### Exercise brief
Without the images, output every record exactly as it appears.
● ● ● ● ●
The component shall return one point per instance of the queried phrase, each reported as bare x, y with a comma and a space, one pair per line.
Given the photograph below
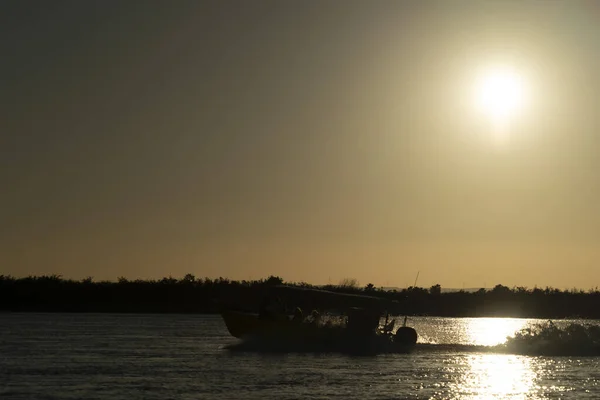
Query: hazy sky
315, 140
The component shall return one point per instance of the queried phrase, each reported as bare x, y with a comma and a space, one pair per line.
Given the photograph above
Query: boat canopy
319, 299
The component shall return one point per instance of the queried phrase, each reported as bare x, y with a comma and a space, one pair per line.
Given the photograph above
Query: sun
500, 94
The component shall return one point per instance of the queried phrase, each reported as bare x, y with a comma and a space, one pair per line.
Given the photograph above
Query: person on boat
271, 310
315, 317
298, 316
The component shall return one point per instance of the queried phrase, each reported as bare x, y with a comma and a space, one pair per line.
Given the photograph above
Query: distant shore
208, 296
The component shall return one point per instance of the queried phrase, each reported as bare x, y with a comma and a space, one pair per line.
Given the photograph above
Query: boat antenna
414, 286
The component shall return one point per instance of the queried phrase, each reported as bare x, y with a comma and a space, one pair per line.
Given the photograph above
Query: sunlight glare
493, 331
500, 94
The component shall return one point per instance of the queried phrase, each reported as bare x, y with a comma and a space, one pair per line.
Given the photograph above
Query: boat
359, 330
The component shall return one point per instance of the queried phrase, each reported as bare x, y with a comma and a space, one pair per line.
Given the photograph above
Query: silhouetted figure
271, 310
298, 316
316, 317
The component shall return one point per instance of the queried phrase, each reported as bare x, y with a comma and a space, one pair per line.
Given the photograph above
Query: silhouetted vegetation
192, 295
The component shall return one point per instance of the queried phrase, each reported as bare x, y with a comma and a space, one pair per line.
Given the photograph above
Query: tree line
189, 294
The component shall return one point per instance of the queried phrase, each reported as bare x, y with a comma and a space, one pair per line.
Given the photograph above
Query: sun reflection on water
493, 331
498, 376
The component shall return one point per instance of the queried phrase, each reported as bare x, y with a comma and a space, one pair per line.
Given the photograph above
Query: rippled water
99, 356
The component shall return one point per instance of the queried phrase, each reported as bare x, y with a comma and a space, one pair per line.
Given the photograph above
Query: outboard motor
406, 335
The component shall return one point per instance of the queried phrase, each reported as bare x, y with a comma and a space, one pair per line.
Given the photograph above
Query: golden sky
312, 140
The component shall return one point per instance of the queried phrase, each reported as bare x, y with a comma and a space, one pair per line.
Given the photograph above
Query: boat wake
545, 339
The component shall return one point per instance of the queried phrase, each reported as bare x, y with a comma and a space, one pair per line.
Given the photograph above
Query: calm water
98, 356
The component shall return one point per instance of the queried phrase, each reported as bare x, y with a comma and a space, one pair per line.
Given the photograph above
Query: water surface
102, 356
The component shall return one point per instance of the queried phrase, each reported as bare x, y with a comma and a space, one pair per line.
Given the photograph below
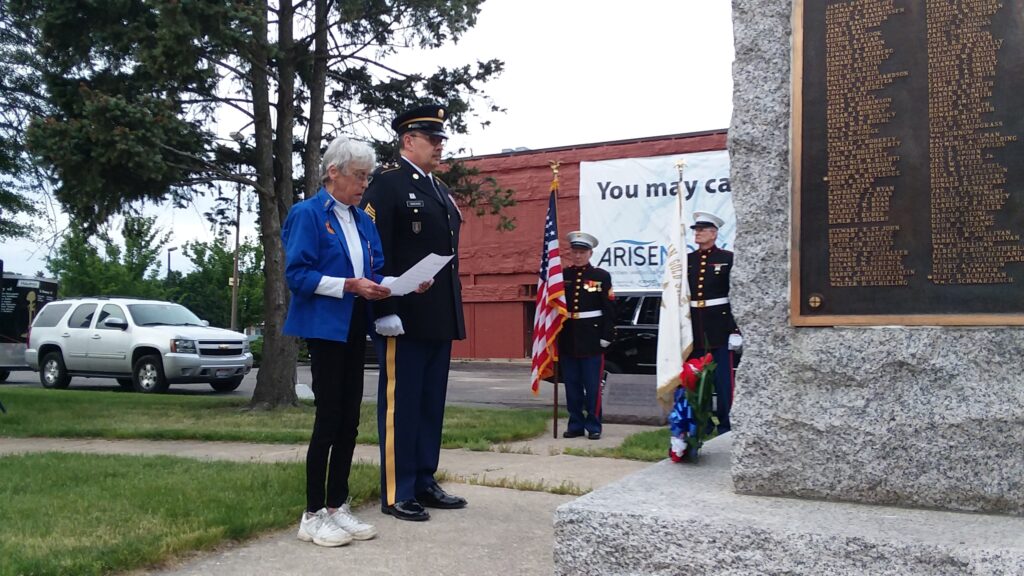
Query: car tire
147, 375
52, 372
226, 384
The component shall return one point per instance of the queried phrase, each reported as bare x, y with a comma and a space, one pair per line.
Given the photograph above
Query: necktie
436, 190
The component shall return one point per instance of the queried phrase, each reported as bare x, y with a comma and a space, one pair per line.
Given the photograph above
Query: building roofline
684, 135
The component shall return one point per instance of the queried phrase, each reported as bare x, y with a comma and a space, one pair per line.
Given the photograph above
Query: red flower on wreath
691, 371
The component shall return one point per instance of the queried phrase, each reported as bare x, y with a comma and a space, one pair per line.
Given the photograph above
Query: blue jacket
314, 247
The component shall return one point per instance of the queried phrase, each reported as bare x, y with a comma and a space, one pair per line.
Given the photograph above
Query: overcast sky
576, 72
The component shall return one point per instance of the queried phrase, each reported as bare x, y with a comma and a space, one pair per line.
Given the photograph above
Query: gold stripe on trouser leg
389, 422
● ● ● ● ●
### Response box
The component shall return one point per instance of the queried phrase, each reported as bare x, y with a comma and a space, one pair per line.
Given the photograph below
Query: hazy sky
315, 140
The component shall return one point per instance of the queried phrase, each reported as bare x, y with a comma and a space, one pair per line.
Given the photograph above
Query: boat canopy
319, 299
The component shall return one point per instance of the queried phrase, each reported as bare x, y with a comma and a space, one pair per line.
Given the photograph above
Query: sun
500, 94
The component shall return one point per instance of the queried phrase, each reported as bare x, y with a comma and a space, one pair per line.
Given the photograph above
Query: person on boat
271, 310
315, 317
298, 316
The component shall return one point per instance of the queried phrase, each reported as bare x, y with a comma and a space, one pair per line.
Given the photograph above
Query: distant shore
208, 296
The component shall return one point per instance of the queried phrase, each reported as bare x, y with a comma and a space, one pair per line.
Given the photograph above
Query: boat antenna
414, 286
The component shall return one point per instance of the queried phrase, each reported as bare x, y with a comma and a space, one pair per line.
Given the photograph above
Query: sunlight glare
493, 331
500, 94
The component shall return one point per instance of the queried phrase, each reported as bare x, y with a comma and a space, one pair per line.
Given the photograph above
Query: boat
359, 330
The component shall return one point per instance of the queried phrase, each reported as bare x, y with a comma and a space, one pair per line.
Given the photograph above
Query: silhouetted figure
271, 310
298, 316
316, 317
The component shall return one point per instance of the queried phrase, each reported as bare x, y with a comma and a space, one pair per line.
Given the photograph above
Query: silhouetted vegetation
192, 295
The component shall return one point per instance of the queried phrase, each reported as bare x, y with a comma and a space, one pair per line.
Given the photograph above
Query: tree line
189, 294
The component shall return one point per instance of the queried phrase, each reported as bare x, y with a comma and a space, one pair per line.
Given the photograph above
Query: sun reflection on water
493, 331
498, 376
The component shall return one point per instance of the queried phrase, each reported as bare x, y with a comma and a space, one pair per line.
Given the photograph above
Query: rippled water
99, 356
The component shall return one point per instance of the queried phrase, each reported as bare x, y with a comma and a space, one pair per line.
Given the photograph above
Query: outboard motor
406, 335
The component shall return one point per instance of the queried phrase, each reported as bare x, y with a comma and a space, one pair per line.
Given the photograph above
Query: golden sky
312, 140
The component shall return one point per instance of the queried phrase, each reported as bare x, y with a comma and a space, one pair per line.
Given the photograph above
Query: boat wake
545, 339
The component shall return one point per instance of the queried phrase, each reported as bare x, y with a comma and a space, one pair per line.
Given the photograph above
Query: calm water
98, 356
The component shall return one point per instance of the queried phrase, each reported as bare x, y with a comma and a space, one pair per line.
Given the photograph above
Query: water surface
102, 356
The component shall return one point per instance of the queried phrase, each reported as bare x, y with a comma and a space, one pair per line.
Given the photograph below
Query: car tire
147, 375
52, 372
226, 384
The component shall return one point per instance of the queried phrase, each reported as bare x, y with a comma and a space, one pair per line.
Given the photograph above
Query: necktie
436, 190
The component shall return one point per instance of the queried phrase, each reported as bare x, y with a comma and a space, one pair per line.
Given the photograph above
Query: building roofline
684, 135
The component shall return one point per instance of the queried phrase, each reported as bare x, y with a comma and a space, one pair per line.
Given the photograph above
Query: red flower on wreath
691, 371
The component shall return one point per instance of the queried phrase, each reported as bare x, y with a comma and a space, one pair per line.
Given the photograph above
Query: blue jacket
314, 247
The component shall return one point per instance of the queried phrase, each reported as bare x, y with a comma and a space, one pair per line.
Given the photograph above
Query: overcast sky
576, 72
The component shall return one point per instance of the queried phrase, each reported as bare x, y with a comma and a space, one pair per line.
Given the photograph above
Query: gold stripe on trouser leg
389, 422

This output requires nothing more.